* **TEXTE FOURNI**:
....................

Avec cette attention aux détails qui te caractérise, te considères-tu toujours comme un chanteur, un artiste hip hop ou alors comme un raconteur d’histoire ?
Pour moi je suis les trois. Avant tout, je suis un raconteur d’histoire, et je crois que ce que je fais fait partie d’une longue tradition musicale. C’est comme de la folk musique où la musique est un media pour raconter une histoire. Un des trucs que je fais sur scène dans les pays anglophones, c’est que je raconte des histoires (NDLR : les spectateurs du show de la Guinguette Pirate s’en souviennent). Je le fais aussi en France, mais dans une moindre mesure, j’essaye de parler en français, d’échanger. J’aime bien, en général je raconte des histoires assez barrées qui parlent de mon enfance.
Donc, parfois je me demande si ce n’est pas trop dur pour le public… Alors, voilà, mais pour cet album j’ai aussi voulu m’attribuer le titre de songwriter. En écrivant réellement toutes des chansons moi même plutôt que de recourir aux samples. J’ai essayé de rendre cet album aussi musical que possible. Je me suis attaché aux structures, et à la théorie, j’ai voulu faire de vraies chansons.

D’ou la différence entre cet album et les précédents (pas de titres pour les chansons de « Man Overboard », juste quatre longues plages pour « Square »)…
Yeah, exactement, mon objectif principal était de rendre l’album plus crédible du point de vue musical. Mon envie avec la musique, c’est qu’un jour je fasse un album que l’on puisse comparer sans rougir à d’autres albums quels que soient leurs genres. Quand on lit les listes des 50 meilleurs disques que la presse publie régulièrement, on retrouve toujours quelques disques, toujours les mêmes, quel que soit leur style. Il y a certains albums de Bob Marley que le public considère comme des classiques – pas un classique du reggae, juste un classique. Même chose pour Miles Davis, ou les Beatles. Et si un jour, je veux faire partie de ces listes, il faut que je perfectionne ma technique musicale, que je rentre dans le détail de la composition. Pour le moment, je sens que j’ai franchi une étape, que j’ai mûri. Je deviens un musicien un peu plus… sérieux. J’essaye de ne pas faire du bon hip hop, mais simplement de la bonne musique, que les gens apprécient.

Et tu n’as pas peur en faisant ça de perdre certain de tes fans qui eux, veulent un Buck 65 hip hop ?

....................

* **DONNÉES FOURNIES**:

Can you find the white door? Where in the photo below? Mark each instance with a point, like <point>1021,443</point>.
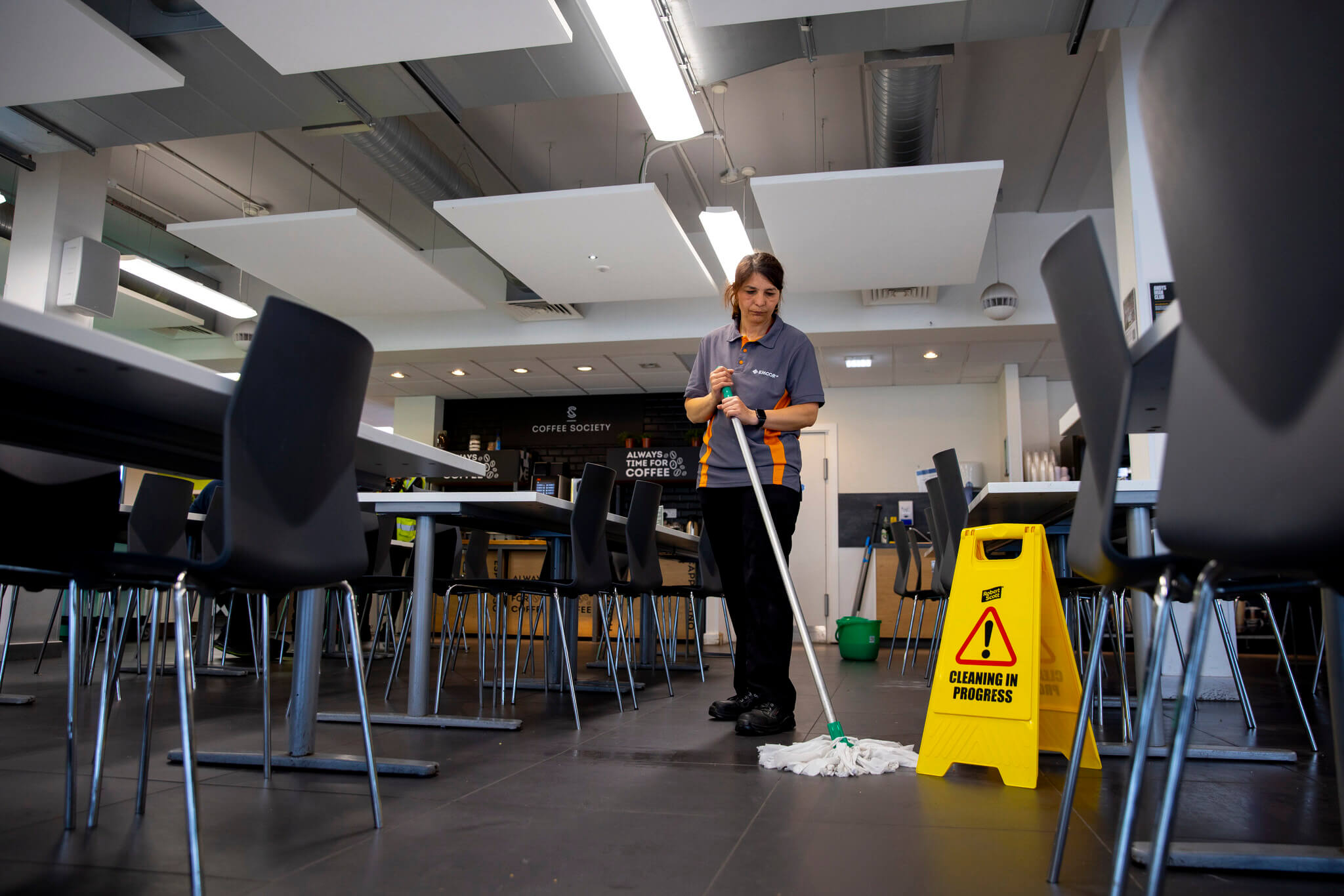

....................

* **CONSIGNES**:
**A)** Dans le texte fourni, relevez tous les artistes que la personne interrogée cite comme auteurs d'albums considérés comme des classiques.
**B)** Recopiez le passage du texte fourni qui commence par « Donc, parfois je » et se termine par « de vraies chansons. ».

* **CORRIGÉ**:
**A)** Bob Marley, Miles Davis, les Beatles

**B)**
Donc, parfois je me demande si ce n’est pas trop dur pour le public… Alors, voilà, mais pour cet album j’ai aussi voulu m’attribuer le titre de songwriter. En écrivant réellement toutes des chansons moi même plutôt que de recourir aux samples. J’ai essayé de rendre cet album aussi musical que possible. Je me suis attaché aux structures, et à la théorie, j’ai voulu faire de vraies chansons.